[[ SUPPLIED DATA open ]]
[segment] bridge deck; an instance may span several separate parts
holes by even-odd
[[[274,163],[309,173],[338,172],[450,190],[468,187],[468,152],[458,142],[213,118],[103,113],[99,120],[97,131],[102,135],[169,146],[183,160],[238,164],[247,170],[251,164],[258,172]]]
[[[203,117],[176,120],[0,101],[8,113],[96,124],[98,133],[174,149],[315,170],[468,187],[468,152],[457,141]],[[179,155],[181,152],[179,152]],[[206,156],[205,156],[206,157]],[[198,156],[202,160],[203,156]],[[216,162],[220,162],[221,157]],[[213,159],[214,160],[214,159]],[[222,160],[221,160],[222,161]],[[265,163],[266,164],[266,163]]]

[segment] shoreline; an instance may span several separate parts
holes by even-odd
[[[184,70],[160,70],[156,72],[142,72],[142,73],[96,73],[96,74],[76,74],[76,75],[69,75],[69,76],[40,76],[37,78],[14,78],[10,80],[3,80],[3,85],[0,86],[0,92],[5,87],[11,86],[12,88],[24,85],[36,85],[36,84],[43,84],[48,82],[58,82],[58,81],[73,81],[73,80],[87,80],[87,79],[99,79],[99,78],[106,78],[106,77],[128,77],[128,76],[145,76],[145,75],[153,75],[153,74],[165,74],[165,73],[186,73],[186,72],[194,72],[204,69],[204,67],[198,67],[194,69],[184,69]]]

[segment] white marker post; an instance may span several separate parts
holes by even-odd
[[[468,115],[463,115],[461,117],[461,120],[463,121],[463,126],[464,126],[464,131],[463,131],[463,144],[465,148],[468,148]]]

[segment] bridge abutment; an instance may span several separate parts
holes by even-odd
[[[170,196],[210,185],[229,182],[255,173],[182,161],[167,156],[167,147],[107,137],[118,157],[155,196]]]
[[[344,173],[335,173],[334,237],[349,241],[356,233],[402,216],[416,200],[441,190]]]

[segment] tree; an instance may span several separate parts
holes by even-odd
[[ SUPPLIED DATA closed ]]
[[ SUPPLIED DATA open ]]
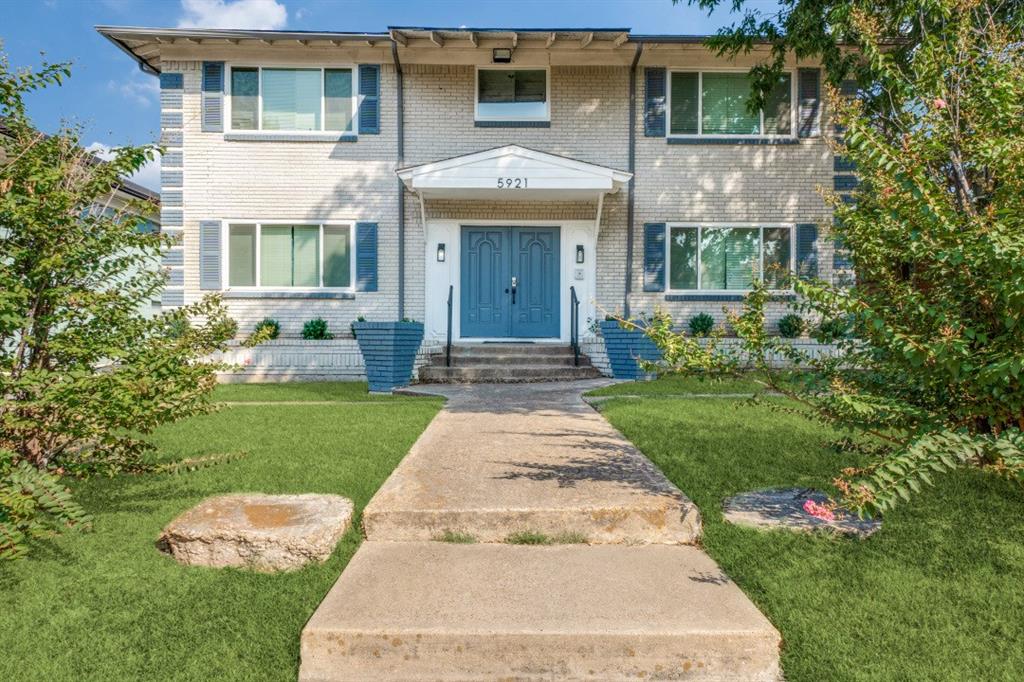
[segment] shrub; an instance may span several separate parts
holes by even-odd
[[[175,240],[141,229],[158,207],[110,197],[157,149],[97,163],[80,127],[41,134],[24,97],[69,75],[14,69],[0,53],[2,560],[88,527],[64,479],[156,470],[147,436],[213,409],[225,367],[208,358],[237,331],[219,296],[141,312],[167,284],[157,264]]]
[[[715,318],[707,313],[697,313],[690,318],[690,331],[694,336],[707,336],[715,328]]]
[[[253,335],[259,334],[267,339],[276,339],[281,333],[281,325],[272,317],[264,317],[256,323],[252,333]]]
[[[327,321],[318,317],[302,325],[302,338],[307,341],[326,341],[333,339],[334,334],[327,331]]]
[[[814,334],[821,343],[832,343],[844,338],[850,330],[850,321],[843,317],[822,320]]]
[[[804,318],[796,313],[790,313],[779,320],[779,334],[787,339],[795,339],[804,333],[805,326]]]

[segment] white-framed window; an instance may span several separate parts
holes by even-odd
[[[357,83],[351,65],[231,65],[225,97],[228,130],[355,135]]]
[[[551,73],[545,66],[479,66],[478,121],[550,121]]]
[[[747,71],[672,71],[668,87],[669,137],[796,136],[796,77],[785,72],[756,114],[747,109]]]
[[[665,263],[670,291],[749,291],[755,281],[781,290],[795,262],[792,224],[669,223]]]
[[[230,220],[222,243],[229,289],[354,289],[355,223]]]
[[ SUPPLIED DATA closed ]]
[[ SUPPLIED DATA open ]]
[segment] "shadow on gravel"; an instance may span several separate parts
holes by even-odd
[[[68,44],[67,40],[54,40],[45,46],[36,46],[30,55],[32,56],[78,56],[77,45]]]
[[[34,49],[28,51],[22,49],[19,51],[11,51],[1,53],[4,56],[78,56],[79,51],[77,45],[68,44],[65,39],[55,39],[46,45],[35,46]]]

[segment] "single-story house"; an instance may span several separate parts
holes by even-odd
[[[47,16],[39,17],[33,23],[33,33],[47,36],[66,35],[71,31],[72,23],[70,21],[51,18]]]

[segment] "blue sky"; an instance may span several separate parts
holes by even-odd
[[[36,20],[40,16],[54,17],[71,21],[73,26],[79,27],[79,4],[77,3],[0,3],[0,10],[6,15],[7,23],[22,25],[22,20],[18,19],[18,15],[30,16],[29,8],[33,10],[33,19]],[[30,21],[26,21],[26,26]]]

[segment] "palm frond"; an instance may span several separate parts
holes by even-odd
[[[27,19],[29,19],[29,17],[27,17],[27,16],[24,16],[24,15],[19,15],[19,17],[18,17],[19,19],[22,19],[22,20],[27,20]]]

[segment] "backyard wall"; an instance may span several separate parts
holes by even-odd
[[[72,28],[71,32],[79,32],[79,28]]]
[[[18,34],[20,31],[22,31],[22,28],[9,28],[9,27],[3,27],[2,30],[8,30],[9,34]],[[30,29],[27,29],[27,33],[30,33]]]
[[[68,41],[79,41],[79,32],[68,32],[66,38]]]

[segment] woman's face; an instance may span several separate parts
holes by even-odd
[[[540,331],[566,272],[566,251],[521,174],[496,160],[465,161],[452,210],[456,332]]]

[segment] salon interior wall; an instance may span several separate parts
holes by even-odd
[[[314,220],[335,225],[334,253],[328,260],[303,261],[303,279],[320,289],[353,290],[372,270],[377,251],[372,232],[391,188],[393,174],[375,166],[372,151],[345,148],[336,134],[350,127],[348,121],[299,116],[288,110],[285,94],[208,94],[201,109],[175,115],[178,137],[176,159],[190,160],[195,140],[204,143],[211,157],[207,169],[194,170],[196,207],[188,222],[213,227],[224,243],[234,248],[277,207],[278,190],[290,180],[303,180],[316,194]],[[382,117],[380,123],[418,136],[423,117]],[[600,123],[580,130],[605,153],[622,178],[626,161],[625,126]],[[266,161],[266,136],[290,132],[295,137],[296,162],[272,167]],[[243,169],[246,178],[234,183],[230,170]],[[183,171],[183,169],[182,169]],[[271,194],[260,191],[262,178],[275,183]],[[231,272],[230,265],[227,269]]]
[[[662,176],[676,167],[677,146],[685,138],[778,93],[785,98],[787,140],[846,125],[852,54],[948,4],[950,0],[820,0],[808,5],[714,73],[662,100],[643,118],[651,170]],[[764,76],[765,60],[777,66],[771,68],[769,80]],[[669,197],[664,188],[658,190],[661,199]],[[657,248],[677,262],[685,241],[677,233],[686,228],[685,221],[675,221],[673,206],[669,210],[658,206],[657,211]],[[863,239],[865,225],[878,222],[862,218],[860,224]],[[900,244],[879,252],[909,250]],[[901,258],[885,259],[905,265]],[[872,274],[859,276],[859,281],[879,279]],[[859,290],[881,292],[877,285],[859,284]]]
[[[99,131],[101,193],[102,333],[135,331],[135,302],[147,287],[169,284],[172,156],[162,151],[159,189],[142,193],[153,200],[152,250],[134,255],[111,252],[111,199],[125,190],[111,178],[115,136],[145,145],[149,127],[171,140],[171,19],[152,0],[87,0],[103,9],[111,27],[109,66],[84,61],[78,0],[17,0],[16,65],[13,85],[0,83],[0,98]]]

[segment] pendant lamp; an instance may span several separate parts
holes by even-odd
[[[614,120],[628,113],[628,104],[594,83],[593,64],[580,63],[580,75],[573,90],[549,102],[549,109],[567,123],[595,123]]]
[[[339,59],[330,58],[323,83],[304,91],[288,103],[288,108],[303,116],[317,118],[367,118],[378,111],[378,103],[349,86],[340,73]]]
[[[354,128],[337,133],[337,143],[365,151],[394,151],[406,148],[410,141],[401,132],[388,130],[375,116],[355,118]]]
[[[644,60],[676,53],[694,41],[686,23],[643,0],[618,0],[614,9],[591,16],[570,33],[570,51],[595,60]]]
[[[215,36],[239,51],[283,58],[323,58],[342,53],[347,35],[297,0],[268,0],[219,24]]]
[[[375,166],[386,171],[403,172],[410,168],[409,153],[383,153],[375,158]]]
[[ SUPPLIED DATA closed ]]
[PROBLEM TO SOLVE]
If a line in the entries holds the string "white", copy it.

[OUTPUT FOR THIS TASK]
[segment] white marker post; an instance may span several separate parts
[segment] white-framed window; an instance may span several separate parts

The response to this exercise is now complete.